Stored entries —

----

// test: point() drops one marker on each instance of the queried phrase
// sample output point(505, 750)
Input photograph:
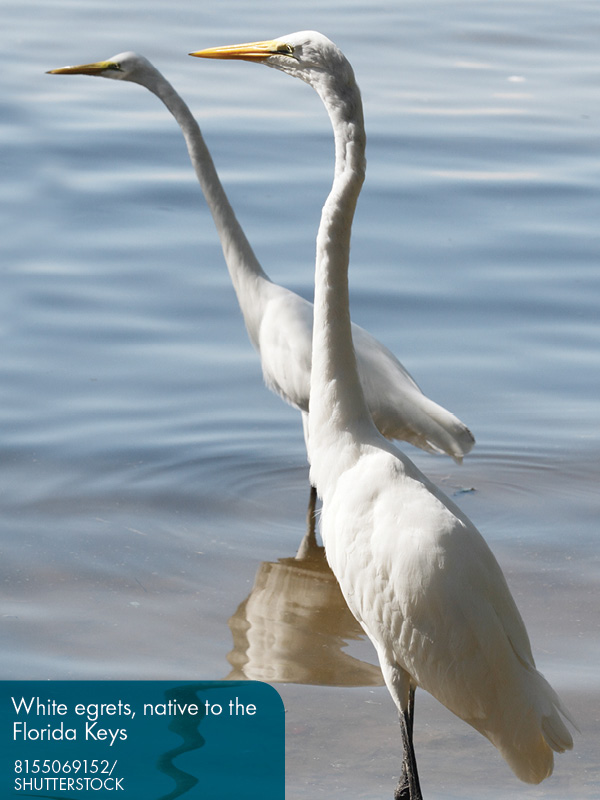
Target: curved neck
point(244, 268)
point(337, 403)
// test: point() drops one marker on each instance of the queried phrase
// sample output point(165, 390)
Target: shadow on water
point(294, 624)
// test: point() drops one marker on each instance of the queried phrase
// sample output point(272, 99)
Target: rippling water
point(154, 492)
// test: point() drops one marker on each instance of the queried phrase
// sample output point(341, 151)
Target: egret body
point(413, 568)
point(279, 322)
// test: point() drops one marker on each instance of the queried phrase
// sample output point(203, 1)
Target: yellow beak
point(254, 51)
point(84, 69)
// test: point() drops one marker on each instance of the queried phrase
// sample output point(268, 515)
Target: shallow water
point(153, 491)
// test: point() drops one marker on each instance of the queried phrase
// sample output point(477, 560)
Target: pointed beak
point(254, 51)
point(84, 69)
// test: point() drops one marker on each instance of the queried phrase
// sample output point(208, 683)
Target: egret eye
point(285, 50)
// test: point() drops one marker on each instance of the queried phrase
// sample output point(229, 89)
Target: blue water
point(150, 484)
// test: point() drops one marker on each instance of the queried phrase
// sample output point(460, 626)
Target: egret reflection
point(294, 625)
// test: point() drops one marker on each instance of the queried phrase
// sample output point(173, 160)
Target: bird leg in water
point(308, 544)
point(408, 786)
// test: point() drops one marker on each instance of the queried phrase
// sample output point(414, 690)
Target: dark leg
point(408, 786)
point(308, 544)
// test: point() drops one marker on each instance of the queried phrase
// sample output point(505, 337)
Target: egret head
point(307, 55)
point(122, 67)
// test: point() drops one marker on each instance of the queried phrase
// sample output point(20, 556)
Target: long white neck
point(246, 273)
point(338, 412)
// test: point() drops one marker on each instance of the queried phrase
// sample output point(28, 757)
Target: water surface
point(154, 492)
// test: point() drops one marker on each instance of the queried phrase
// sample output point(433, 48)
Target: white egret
point(278, 321)
point(413, 568)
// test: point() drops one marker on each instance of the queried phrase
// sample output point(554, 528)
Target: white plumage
point(279, 322)
point(413, 568)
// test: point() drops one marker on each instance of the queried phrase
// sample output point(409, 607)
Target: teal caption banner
point(141, 740)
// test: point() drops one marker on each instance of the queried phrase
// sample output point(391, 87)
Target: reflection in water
point(294, 624)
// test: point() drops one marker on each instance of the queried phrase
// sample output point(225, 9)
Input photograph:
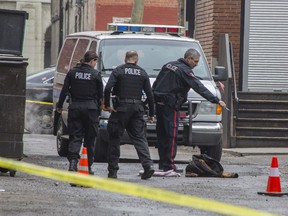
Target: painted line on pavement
point(113, 185)
point(39, 102)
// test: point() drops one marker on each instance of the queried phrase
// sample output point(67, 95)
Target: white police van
point(156, 45)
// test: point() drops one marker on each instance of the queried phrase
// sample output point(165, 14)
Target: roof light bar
point(180, 30)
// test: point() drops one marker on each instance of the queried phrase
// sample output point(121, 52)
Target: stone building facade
point(36, 44)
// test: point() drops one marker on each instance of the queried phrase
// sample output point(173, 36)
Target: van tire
point(213, 151)
point(39, 119)
point(61, 142)
point(101, 147)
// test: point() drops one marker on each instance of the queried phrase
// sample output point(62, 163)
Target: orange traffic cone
point(273, 185)
point(83, 163)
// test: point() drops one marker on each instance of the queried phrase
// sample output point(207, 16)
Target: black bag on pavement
point(205, 166)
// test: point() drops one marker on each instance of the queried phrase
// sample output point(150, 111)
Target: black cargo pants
point(167, 132)
point(129, 117)
point(82, 123)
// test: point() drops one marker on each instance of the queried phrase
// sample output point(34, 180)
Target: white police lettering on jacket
point(81, 75)
point(171, 67)
point(132, 71)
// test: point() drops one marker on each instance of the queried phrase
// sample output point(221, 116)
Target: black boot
point(90, 171)
point(73, 165)
point(148, 172)
point(112, 174)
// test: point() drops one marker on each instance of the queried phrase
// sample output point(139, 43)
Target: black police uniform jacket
point(175, 80)
point(128, 82)
point(84, 84)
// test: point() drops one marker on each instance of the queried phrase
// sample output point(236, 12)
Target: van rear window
point(65, 56)
point(79, 51)
point(153, 54)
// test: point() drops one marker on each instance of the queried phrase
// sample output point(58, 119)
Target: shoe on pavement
point(73, 165)
point(112, 174)
point(148, 172)
point(176, 169)
point(90, 171)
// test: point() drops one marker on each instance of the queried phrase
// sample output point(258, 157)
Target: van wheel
point(62, 142)
point(101, 147)
point(40, 120)
point(213, 151)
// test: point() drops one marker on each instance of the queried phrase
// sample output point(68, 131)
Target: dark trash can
point(12, 106)
point(12, 84)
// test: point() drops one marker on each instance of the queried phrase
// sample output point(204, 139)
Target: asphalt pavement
point(32, 145)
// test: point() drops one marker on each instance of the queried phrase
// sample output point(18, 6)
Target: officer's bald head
point(192, 57)
point(131, 57)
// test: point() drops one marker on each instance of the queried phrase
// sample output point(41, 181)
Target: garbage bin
point(12, 105)
point(12, 84)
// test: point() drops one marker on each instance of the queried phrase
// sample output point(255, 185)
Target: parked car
point(39, 101)
point(156, 45)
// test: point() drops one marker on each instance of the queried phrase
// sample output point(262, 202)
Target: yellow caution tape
point(131, 189)
point(39, 102)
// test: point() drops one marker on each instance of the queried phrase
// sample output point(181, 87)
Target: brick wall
point(163, 12)
point(214, 17)
point(204, 22)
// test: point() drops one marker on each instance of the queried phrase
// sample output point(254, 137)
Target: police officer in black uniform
point(169, 98)
point(128, 81)
point(84, 84)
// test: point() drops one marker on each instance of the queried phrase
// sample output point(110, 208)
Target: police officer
point(128, 81)
point(84, 84)
point(169, 98)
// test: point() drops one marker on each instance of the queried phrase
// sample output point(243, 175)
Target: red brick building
point(212, 17)
point(163, 12)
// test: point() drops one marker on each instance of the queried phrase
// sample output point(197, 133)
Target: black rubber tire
point(213, 151)
point(101, 147)
point(12, 173)
point(41, 119)
point(61, 143)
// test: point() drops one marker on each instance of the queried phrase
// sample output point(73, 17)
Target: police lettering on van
point(157, 46)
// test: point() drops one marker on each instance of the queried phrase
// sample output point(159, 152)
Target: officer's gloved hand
point(151, 119)
point(110, 109)
point(222, 103)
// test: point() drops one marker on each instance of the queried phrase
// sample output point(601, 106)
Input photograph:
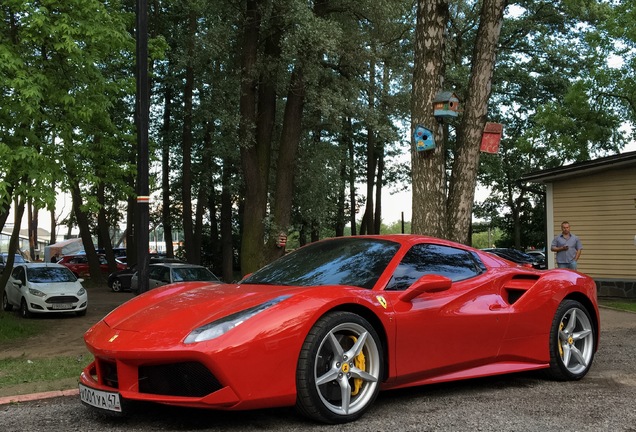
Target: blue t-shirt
point(573, 243)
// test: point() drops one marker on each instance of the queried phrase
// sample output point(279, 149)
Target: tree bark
point(290, 138)
point(227, 250)
point(103, 228)
point(428, 167)
point(13, 242)
point(186, 143)
point(85, 233)
point(466, 162)
point(255, 132)
point(166, 218)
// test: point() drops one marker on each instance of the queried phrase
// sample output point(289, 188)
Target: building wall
point(601, 209)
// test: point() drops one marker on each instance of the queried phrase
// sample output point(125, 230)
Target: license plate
point(100, 399)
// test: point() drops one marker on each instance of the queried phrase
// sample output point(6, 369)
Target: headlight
point(220, 327)
point(36, 293)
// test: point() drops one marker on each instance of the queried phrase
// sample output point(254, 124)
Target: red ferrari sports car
point(326, 327)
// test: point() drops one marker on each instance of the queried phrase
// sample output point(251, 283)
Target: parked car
point(120, 280)
point(16, 260)
point(37, 288)
point(518, 257)
point(78, 264)
point(325, 327)
point(167, 273)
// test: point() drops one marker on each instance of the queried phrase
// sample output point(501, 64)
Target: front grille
point(190, 379)
point(109, 373)
point(62, 299)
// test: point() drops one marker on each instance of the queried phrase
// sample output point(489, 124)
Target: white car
point(44, 288)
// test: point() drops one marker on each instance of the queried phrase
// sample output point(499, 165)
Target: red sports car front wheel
point(339, 369)
point(572, 342)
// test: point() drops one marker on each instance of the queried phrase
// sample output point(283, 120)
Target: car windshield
point(344, 261)
point(50, 275)
point(185, 274)
point(16, 258)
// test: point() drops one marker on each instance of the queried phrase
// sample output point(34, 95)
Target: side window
point(18, 274)
point(156, 272)
point(455, 264)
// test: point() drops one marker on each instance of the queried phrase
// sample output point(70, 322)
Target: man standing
point(567, 247)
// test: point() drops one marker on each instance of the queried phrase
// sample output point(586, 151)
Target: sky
point(393, 204)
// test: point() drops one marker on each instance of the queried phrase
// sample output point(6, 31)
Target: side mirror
point(430, 283)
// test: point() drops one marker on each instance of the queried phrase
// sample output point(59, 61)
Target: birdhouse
point(446, 104)
point(423, 138)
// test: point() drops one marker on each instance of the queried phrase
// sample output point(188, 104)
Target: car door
point(445, 332)
point(15, 284)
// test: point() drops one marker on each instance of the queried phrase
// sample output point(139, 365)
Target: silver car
point(167, 273)
point(44, 288)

----

Stated exercise — Find each line in the items above that contains the word "front" and copy it out in full. Case counts.

Answer below —
Target: front grille
Target: red sports car front wheel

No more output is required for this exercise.